* _What you should do_:
What lines in the records below include the word "every"? Return each one.

* _Data extract_:
——————

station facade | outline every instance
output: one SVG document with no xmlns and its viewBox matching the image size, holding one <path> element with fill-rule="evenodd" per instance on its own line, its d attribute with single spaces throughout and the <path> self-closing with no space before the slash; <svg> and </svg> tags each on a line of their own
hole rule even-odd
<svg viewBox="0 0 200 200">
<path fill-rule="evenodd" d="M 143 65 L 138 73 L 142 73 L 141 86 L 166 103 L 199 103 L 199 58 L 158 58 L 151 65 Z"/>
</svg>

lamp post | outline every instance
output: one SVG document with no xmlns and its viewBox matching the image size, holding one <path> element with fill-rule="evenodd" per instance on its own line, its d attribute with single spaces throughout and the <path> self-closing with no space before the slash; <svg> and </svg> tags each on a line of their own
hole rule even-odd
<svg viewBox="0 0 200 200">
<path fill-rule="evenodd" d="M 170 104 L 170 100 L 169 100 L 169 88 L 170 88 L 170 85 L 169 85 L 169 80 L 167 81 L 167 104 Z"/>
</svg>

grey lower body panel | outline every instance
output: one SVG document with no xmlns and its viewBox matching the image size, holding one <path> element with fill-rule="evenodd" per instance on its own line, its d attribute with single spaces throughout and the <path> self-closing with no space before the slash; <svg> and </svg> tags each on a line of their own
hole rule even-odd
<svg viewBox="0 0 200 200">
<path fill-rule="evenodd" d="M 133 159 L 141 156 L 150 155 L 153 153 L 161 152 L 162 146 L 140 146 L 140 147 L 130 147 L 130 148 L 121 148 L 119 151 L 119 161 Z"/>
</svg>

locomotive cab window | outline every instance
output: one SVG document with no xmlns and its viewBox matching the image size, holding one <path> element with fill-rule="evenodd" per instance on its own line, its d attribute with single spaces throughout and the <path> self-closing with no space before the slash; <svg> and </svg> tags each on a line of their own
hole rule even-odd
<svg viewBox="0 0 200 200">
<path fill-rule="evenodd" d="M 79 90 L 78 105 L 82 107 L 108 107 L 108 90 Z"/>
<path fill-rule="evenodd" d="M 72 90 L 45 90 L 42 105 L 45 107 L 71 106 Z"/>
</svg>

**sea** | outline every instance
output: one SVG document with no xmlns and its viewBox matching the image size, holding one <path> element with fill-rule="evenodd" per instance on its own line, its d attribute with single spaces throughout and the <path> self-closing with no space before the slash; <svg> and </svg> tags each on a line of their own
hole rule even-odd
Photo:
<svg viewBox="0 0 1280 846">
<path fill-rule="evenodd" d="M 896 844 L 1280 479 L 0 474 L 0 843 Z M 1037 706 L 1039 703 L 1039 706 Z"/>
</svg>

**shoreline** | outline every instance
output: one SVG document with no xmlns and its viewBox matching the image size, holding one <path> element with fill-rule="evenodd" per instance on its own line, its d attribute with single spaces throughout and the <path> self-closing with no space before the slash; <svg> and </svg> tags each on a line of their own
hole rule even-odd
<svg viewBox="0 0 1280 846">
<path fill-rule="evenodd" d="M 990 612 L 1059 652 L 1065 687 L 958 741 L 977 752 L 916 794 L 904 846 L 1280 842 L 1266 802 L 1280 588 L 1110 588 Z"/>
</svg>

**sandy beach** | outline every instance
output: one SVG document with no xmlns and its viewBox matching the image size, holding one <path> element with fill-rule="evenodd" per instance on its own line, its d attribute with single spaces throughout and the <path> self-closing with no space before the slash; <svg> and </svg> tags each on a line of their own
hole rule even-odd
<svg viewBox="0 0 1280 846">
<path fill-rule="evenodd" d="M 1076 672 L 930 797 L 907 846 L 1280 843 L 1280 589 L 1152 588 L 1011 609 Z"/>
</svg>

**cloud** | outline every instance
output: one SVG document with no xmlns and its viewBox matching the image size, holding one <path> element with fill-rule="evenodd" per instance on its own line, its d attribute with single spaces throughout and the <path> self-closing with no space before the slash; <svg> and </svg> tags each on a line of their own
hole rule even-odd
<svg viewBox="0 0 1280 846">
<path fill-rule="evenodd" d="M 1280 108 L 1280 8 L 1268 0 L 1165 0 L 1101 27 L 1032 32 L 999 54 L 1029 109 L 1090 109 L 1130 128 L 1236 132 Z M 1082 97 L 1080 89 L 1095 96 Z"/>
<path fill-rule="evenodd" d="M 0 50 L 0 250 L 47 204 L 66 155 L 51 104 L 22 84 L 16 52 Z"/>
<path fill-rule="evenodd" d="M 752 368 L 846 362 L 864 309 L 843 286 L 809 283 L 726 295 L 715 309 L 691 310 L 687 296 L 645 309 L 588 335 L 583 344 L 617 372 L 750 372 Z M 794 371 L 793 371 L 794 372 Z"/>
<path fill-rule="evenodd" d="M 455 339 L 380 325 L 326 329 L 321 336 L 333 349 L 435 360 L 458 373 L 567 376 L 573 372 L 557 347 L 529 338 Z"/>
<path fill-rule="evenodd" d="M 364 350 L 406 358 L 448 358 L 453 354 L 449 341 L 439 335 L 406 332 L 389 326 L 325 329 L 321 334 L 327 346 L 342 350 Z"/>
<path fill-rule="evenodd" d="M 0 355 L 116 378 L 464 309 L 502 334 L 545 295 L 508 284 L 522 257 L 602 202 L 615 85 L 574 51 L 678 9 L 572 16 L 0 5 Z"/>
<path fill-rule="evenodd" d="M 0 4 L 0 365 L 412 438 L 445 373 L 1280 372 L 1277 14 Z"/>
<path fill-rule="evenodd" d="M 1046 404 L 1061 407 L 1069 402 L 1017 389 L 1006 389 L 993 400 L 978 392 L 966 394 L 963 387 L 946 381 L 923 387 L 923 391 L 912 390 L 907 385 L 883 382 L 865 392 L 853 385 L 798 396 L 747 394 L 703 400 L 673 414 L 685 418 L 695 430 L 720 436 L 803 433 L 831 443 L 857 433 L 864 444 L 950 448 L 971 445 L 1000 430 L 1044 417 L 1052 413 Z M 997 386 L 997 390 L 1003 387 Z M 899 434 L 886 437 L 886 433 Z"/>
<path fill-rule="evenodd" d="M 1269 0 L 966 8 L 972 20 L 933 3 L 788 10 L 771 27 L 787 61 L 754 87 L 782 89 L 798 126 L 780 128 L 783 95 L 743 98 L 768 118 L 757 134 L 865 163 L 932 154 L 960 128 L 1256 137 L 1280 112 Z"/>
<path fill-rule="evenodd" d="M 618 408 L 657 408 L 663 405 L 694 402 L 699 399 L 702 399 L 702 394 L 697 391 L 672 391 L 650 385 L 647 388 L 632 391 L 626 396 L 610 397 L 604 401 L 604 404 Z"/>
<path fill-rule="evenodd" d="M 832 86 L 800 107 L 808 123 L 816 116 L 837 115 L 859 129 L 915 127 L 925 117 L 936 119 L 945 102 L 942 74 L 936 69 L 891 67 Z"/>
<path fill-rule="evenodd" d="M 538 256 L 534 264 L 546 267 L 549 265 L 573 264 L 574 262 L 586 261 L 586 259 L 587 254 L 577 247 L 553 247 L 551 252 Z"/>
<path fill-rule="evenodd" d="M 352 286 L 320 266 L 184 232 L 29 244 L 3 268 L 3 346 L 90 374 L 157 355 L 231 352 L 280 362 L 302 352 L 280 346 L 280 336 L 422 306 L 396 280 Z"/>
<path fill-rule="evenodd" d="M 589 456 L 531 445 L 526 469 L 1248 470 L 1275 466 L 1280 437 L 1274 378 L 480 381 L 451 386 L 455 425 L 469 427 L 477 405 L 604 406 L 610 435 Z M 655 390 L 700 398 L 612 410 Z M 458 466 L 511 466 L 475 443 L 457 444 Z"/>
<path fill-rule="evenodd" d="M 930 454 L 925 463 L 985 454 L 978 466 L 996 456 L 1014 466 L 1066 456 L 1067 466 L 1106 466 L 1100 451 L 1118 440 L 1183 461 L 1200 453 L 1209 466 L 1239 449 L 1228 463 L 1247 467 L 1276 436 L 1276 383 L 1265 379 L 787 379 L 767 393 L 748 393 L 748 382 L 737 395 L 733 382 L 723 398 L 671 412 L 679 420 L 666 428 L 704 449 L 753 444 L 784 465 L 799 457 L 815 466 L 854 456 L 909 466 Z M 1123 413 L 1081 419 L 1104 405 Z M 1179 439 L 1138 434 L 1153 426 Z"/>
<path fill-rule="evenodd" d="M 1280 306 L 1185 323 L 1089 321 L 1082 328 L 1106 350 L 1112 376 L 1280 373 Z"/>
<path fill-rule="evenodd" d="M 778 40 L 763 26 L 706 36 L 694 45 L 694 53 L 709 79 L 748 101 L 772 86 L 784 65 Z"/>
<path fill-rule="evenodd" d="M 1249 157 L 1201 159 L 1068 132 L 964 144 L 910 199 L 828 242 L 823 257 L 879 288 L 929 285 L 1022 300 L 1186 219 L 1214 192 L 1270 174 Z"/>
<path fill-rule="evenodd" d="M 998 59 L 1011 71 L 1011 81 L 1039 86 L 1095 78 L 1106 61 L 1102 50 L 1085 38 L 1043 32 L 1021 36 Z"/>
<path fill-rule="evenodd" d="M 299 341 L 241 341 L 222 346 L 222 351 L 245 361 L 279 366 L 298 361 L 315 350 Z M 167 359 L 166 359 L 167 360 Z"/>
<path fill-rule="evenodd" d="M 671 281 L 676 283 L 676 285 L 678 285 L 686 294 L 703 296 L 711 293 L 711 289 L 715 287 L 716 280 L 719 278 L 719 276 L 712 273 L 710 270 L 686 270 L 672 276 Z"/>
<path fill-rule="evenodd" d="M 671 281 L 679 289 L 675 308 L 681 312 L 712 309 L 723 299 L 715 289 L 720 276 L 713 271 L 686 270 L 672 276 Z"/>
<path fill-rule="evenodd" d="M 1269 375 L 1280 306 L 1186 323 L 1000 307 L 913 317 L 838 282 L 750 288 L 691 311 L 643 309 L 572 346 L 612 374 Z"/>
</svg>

——————

* _Answer for the task_:
station facade | outline every instance
lamp post | outline every instance
grey lower body panel | outline every instance
locomotive cab window | outline every instance
**sea** | outline every instance
**shoreline** | outline every instance
**sandy beach** | outline every instance
**cloud** | outline every instance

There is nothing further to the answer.